## Given entries
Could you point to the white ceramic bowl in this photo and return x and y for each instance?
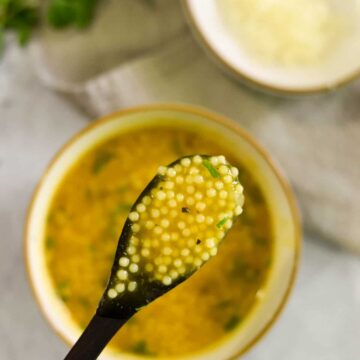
(340, 67)
(284, 217)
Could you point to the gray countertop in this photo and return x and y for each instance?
(321, 320)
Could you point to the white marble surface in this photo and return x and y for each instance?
(321, 321)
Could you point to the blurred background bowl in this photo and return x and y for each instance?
(341, 66)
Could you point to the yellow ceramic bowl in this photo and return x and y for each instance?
(284, 217)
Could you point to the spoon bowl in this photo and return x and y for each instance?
(174, 228)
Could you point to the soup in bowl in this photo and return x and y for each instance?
(82, 202)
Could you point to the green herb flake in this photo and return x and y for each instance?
(141, 348)
(63, 290)
(213, 172)
(84, 302)
(232, 322)
(100, 162)
(222, 222)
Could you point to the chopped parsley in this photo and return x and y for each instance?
(213, 172)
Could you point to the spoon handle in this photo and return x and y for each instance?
(94, 338)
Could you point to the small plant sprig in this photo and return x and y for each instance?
(22, 16)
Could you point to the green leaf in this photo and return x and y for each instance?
(2, 41)
(213, 172)
(62, 13)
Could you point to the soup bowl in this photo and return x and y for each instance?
(282, 207)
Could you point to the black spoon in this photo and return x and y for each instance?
(174, 227)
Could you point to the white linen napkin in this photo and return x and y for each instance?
(136, 53)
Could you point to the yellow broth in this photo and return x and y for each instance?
(86, 217)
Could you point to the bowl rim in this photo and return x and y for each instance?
(257, 84)
(211, 116)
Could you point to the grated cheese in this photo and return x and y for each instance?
(287, 32)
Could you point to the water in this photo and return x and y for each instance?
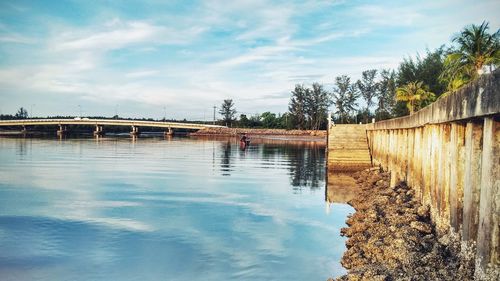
(157, 209)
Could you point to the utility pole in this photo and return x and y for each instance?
(214, 113)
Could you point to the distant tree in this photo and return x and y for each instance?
(344, 97)
(285, 121)
(269, 120)
(426, 69)
(415, 95)
(316, 106)
(255, 121)
(22, 113)
(367, 87)
(297, 106)
(227, 111)
(476, 49)
(386, 94)
(244, 122)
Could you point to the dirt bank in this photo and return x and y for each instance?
(257, 132)
(391, 237)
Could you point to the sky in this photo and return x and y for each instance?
(179, 59)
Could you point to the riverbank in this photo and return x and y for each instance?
(259, 132)
(391, 237)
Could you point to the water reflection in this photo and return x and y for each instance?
(225, 162)
(305, 160)
(159, 209)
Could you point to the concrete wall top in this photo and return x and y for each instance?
(477, 99)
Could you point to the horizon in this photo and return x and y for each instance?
(146, 59)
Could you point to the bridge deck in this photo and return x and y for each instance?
(106, 122)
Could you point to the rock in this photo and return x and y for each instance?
(391, 238)
(421, 226)
(423, 211)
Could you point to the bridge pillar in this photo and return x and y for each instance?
(62, 130)
(135, 131)
(98, 131)
(169, 132)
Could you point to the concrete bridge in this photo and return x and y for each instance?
(99, 123)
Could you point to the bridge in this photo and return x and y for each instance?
(99, 123)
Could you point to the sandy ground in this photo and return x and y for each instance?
(259, 132)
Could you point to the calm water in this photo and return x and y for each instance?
(157, 209)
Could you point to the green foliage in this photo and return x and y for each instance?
(344, 97)
(227, 111)
(244, 122)
(297, 106)
(21, 113)
(386, 94)
(475, 49)
(269, 120)
(415, 94)
(425, 69)
(368, 87)
(317, 102)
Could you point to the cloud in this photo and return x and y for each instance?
(141, 73)
(118, 34)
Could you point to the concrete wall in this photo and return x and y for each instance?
(449, 152)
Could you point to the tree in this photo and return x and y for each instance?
(317, 102)
(227, 111)
(297, 106)
(425, 68)
(476, 49)
(344, 97)
(244, 122)
(269, 120)
(368, 88)
(386, 94)
(22, 113)
(415, 95)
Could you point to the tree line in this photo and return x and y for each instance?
(379, 94)
(385, 93)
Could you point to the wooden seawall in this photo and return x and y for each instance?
(449, 152)
(348, 148)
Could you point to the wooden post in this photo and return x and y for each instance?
(488, 235)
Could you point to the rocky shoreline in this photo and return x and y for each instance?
(391, 237)
(259, 132)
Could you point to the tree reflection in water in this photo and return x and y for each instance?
(304, 159)
(226, 158)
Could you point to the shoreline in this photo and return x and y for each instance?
(276, 133)
(391, 236)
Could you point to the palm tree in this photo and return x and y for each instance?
(415, 95)
(476, 49)
(344, 97)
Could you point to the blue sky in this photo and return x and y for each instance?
(138, 58)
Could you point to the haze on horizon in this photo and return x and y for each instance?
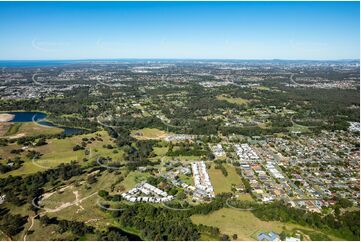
(181, 30)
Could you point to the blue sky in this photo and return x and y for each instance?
(230, 30)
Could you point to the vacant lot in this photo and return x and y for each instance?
(149, 133)
(244, 224)
(58, 151)
(234, 100)
(223, 183)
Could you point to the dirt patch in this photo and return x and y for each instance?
(6, 117)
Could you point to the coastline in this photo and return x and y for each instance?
(6, 117)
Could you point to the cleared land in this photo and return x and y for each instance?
(6, 117)
(15, 130)
(245, 224)
(223, 183)
(54, 147)
(149, 133)
(234, 100)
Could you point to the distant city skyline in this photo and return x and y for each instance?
(179, 30)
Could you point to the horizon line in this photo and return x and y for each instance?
(164, 58)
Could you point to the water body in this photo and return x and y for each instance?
(38, 117)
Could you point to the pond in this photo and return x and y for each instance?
(38, 118)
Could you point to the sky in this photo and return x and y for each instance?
(194, 30)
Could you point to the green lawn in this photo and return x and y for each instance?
(239, 101)
(245, 224)
(59, 151)
(220, 182)
(149, 133)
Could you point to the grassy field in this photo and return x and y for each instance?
(134, 178)
(13, 129)
(245, 224)
(263, 88)
(32, 129)
(59, 151)
(27, 129)
(299, 128)
(239, 101)
(149, 133)
(220, 182)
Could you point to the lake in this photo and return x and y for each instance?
(38, 117)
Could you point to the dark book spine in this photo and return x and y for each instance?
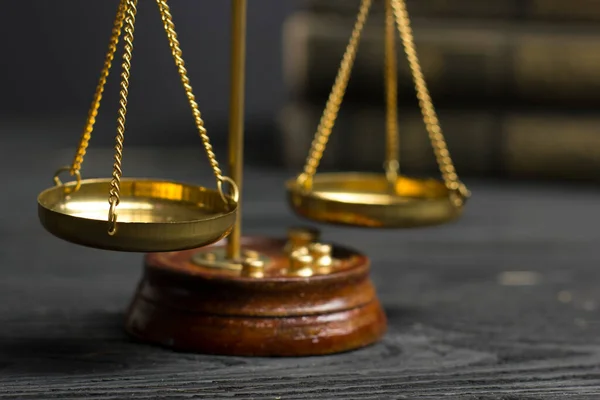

## What is expected
Report each line of the listing above that contains the word "concrete". Case counts.

## Final result
Could you point to the concrete wall top in this photo and return x and y for each instance?
Could you point to the concrete bridge in this photo and return x and y for each instance?
Could you point to the concrete wall in this photo and return x and y for each instance?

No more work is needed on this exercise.